Eu estava no meio de uma viagem com
um grupo de cantadores, e tivemos que pernoitar no Recife para prosseguir no
dia seguinte. Estava todo mundo exausto depois de horas de ônibus na estrada. Eles
estavam fazendo cantorias e eu acompanhando, assessorando, peruando,
compartilhando a embriaguez do verso.
Fomos pernoitar em Olinda, nos
alojamentos da Casa das Crianças, a fundação de Giuseppe Baccaro, que fornecia
quartos gratuitos para violeiros de passagem.
Chegamos lá por volta das onze da
noite. Não era tão cedo que permitisse descansar um pouco e depois ir pra
farra, nem era tão tarde que a farra ficasse inviável. Decidimos deixar ali as
malas e as violas, e sair para beber.
Não lembro exatamente quem eram os
outros do grupo; talvez Oliveira de Panelas, Sebastião Dias, Bandeira Sobrinho...
E o protagonista da história, João Furiba, um dos cantadores mais queridos e
mais engraçados de sua geração. Está hoje com 90-e-bote-força.
Baixinho, magrinho, meio feioso, cheio
de dentes de ouro, Furiba tinha a fama de conquistador inveterado por onde
passava. Nas cantorias apregoava riquezas babilônicas:
Sofri um pequeno atraso
porque tive de emprestar
para o presidente Reagan
minha Ferrari sem par,
só fiquei com o Rolls Royce
que anda mais devagar.
Nessa noite, Furiba estava mais
cansado do que os outros e resolveu não sair.
– Não, Deus me livre. Estou morto.
Vão vocês se divertir, eu vou é dormir um sono.
Como estávamos chegando ali meio de
supetão, foi preciso combinar com o poeta Palito, que era meio administrador
das coisas, o local de dormida para todo mundo. Ele indicou nossos quartos, e
foi mostrar o de Furiba.

☆ ☆ ☆ ☆

Tarefa proposta 1 —
Informe quantas linhas da listagem contêm a palavra "gray", dando apenas o número.
A listagem não tem nenhuma relação com o trecho.

Material de entrada —
☆ ☆ ☆ ☆

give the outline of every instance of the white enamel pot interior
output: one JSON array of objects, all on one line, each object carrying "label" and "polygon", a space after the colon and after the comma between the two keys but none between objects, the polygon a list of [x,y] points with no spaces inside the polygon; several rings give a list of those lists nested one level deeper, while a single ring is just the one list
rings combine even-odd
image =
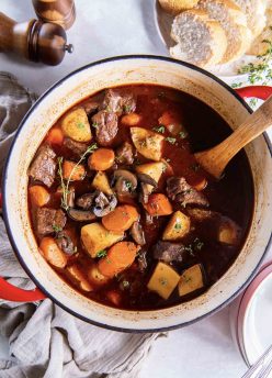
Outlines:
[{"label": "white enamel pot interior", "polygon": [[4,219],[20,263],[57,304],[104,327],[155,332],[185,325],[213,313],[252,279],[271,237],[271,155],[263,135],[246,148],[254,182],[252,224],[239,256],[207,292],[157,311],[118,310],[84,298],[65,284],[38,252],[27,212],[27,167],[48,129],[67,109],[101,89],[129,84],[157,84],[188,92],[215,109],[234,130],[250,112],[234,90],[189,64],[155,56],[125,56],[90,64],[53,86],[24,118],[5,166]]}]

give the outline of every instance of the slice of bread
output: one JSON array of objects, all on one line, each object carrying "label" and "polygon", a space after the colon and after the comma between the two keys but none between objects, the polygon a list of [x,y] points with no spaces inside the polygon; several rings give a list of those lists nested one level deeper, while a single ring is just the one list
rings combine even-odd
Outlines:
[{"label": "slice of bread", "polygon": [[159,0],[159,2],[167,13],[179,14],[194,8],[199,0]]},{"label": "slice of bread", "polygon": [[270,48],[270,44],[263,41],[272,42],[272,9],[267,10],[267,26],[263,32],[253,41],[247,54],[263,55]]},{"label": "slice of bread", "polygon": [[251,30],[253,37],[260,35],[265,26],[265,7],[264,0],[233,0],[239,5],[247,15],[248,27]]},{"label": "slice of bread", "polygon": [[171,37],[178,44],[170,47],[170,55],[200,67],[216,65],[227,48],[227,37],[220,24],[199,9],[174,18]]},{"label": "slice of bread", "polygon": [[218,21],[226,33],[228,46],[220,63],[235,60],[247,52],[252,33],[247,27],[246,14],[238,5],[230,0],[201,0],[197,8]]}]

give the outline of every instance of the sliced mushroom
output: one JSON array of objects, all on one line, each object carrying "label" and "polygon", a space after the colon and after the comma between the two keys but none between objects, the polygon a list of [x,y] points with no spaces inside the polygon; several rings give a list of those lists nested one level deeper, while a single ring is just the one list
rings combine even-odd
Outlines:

☆ ☆ ☆ ☆

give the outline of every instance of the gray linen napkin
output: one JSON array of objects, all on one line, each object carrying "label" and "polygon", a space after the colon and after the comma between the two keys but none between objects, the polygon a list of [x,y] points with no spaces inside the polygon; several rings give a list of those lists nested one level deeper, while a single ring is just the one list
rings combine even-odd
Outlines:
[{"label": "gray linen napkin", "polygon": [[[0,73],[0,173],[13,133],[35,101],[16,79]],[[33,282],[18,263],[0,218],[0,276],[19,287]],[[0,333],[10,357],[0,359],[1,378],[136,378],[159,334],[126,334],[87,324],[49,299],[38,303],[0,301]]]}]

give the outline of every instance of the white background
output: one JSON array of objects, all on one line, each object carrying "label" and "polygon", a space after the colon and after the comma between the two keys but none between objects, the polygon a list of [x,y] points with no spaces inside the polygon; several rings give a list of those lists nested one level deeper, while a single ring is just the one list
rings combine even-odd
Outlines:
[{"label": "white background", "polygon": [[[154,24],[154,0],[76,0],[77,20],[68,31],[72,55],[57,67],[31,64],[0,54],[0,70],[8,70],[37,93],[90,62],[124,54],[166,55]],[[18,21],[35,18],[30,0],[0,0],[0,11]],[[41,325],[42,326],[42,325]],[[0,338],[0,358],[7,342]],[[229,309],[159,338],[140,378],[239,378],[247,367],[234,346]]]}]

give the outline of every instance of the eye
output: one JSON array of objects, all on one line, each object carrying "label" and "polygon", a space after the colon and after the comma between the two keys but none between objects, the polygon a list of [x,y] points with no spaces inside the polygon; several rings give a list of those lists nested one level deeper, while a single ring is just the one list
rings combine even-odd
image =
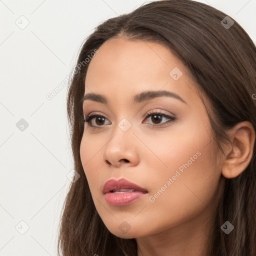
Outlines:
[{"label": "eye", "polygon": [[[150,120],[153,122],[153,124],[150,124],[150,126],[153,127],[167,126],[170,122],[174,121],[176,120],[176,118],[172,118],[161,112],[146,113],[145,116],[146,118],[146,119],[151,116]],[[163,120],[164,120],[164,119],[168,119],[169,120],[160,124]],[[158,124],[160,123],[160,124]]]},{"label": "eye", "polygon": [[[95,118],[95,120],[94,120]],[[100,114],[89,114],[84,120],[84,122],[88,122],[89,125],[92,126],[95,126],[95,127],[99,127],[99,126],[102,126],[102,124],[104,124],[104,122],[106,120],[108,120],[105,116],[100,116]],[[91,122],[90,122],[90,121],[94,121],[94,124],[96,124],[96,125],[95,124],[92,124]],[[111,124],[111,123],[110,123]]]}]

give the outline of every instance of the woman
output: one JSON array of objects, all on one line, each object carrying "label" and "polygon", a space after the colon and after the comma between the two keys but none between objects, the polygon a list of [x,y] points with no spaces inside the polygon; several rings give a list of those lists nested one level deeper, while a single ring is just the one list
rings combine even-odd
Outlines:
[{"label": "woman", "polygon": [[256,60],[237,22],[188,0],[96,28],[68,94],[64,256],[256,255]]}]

☆ ☆ ☆ ☆

Tarefa proposta 2 —
Liste os nomes dos cantadores que, segundo o trecho, talvez fizessem parte do grupo ao lado de João Furiba.

Resposta escrita 1 —
2

Resposta escrita 2 —
Oliveira de Panelas, Sebastião Dias, Bandeira Sobrinho